Objective:
Reproduce the mango salsa thread word for word, from "Mix all ingredients" to "to do list!!!".

Supplied text:
# Fresh Mango Salsa



## jiggyw/it (Apr 24, 2010)

*Fresh Mango Salsa Recipe:
*
1 diced fresh Mango
1 chopped jalapeno pepper (diced fine):hungry
green onion - 2 T. chopped fine
fresh cilantro chopped (2 T.)
fresh mintchopped (2 T.)
honey to taste
salt and pepper to taste
Olive Oil (2 T.)
Juice of 1 large fresh lime
zest of fresh lime

Mix all ingredients together. You may add avacado if you wish. Great over grilled AJ.


----------



## hogdogs (Apr 19, 2010)

I think mrs.hogdogs will love this!!! On my to do list!!!
Brent


----------



## jamie4800 (Jul 30, 2010)

this is also good with black beans in it


----------



## spearfishinglog (Apr 7, 2011)

il try it sometime


----------



## Strictly Bizness (Oct 2, 2007)

My wife makes fresh mango salsa when we make fish tacos. She also makes a drizzle to go on top of the fish and salsa in the shell or tortilla. Take ranch dressing and mix in some taco seasoning. Drizzle it on top of the fried fish and mango salsa. Whoooo!! Don't hold it over your head 'cause your tongue will beat your brains out trying to get to it.


----------



## pompanopete (Aug 5, 2009)

wow some great new ideas for this old fella... thanks and am hungry now lol


----------

Data section:
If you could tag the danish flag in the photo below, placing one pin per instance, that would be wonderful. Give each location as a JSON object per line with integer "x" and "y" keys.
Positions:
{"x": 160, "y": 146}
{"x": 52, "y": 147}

Response:
Mix all ingredients together. You may add avacado if you wish. Great over grilled AJ.


----------



## hogdogs (Apr 19, 2010)

I think mrs.hogdogs will love this!!! On my to do list!!!